Ofelia Esparza in front of Mictlan Sur
Ofelia Esparza in front of Mictlan Sur (2000), an altar at Self Help Graphics & Art. Image courtesy of the artist.

When Ofelia Esparza walks into the Vincent Price Art Museum at East Los Angeles College this month, she’ll see something she once only dreamed of: nearly a century of her art filling a gallery just blocks from where she grew up. 

At 93, the celebrated Chicana altarista, artist and retired teacher is finally getting her first-ever museum retrospective. 

“My dream was to make a huge altar at East LA College,” said Esparza, who honed her drawing and painting skills at the community college. “This is a project beyond anything I’ve ever done. It’s all the stages of my life. It’s emotional, but I’m happy to see my pieces all together.”

Titled “Ofelia Esparza: A Retrospective,” the exhibit opens October 18 and features 90 works of never-before-seen drawings, paintings, printmaking and the altars that shaped how Día de los Muertos is celebrated in the U.S. and beyond. 

A legacy rooted in tradition

Esparza’s art journey began at age 5, when she used a nail to carve a picture of a house and tree into the adobe wall of her childhood home in East LA. Her mother, Guadalupe Salazar Aviles known to the family as “Mama Lupe,” started ironing pieces of white butcher paper she saved from the carniceria for Esparza to draw on instead.

“It was my first art piece,” said Esparza. “I see the world through 7-year-old eyes. All my stories, all the things I connect with, the work I do began when I was a child. My mother was a creative spirit. She never called herself an artist, but the neighborhood knew she was.”

Mama Lupe was a strong woman who immigrated to the U.S. after the Mexican Revolution and eventually settled in East LA, where she raised Esparza and made home-cooked meals and handmade crafts. She grew nopales and verdolagas in the yard, made mole from scratch and created crosses and coronas for funerals.

But it was her nacimiento — a handcrafted nativity set — and Las Posadas gatherings in their home that made the biggest mark on Esparza. 

She credits this altar making tradition that now runs nine generations deep for inspiring her work as a sixth-generation altarista, artist and educator. 

Ofelia Esparza stands by an altar at Tonalli Studios on Saturday, Oct. 4, 2025. (Photo by Carol Martinez/ Boyle Heights Beat)

From the classroom to community

After graduating from Garfield High School and raising nine children with her husband, Amado Esparza, she returned to school — first at ELAC, then at Cal State LA, before earning her credential. She became a teacher at City Terrace Elementary School, where she integrated folklórico and Día de los Muertos traditions into her curriculum.

In 1975, everything changed when she stumbled inside the seminal Chicano arts space Self Help Graphics & Art (SHG) and discovered remnants of their first Day of the Dead procession.

“I came home and told my mother and she said, ‘De verás?’” said Esparza. “We had never heard of any local public celebration.”

Esparza began teaching workshops and building public altars at SHG, informed by her cultural roots and Indigenous spirituality. She helped shape a tradition that endures more than 50 years later and has spread internationally — elevating her from teacher and artist to cultural leader.

Now that legacy is being honored in full.

Data provided =>
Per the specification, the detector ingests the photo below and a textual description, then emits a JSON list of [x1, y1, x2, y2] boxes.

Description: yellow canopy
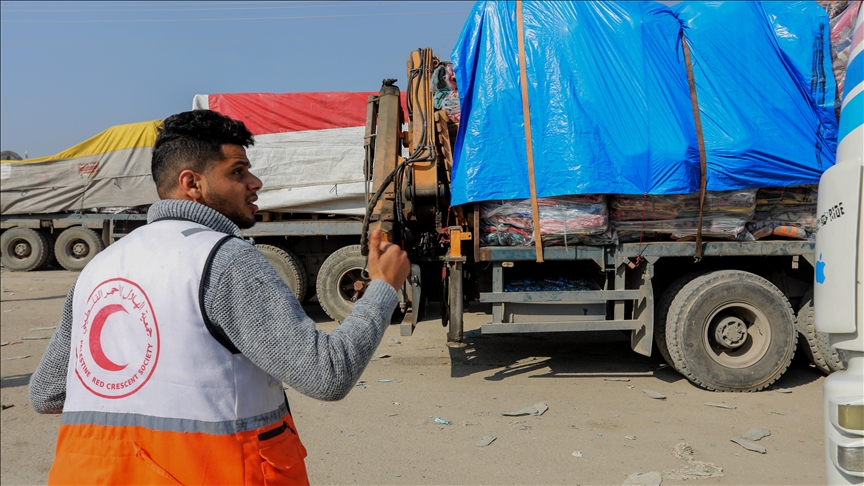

Exercise aim => Please transcribe the stretch from "In 1975, everything" through "to cultural leader." in the article on Ofelia Esparza.

Output for this exercise =>
In 1975, everything changed when she stumbled inside the seminal Chicano arts space Self Help Graphics & Art (SHG) and discovered remnants of their first Day of the Dead procession.

“I came home and told my mother and she said, ‘De verás?’” said Esparza. “We had never heard of any local public celebration.”

Esparza began teaching workshops and building public altars at SHG, informed by her cultural roots and Indigenous spirituality. She helped shape a tradition that endures more than 50 years later and has spread internationally — elevating her from teacher and artist to cultural leader.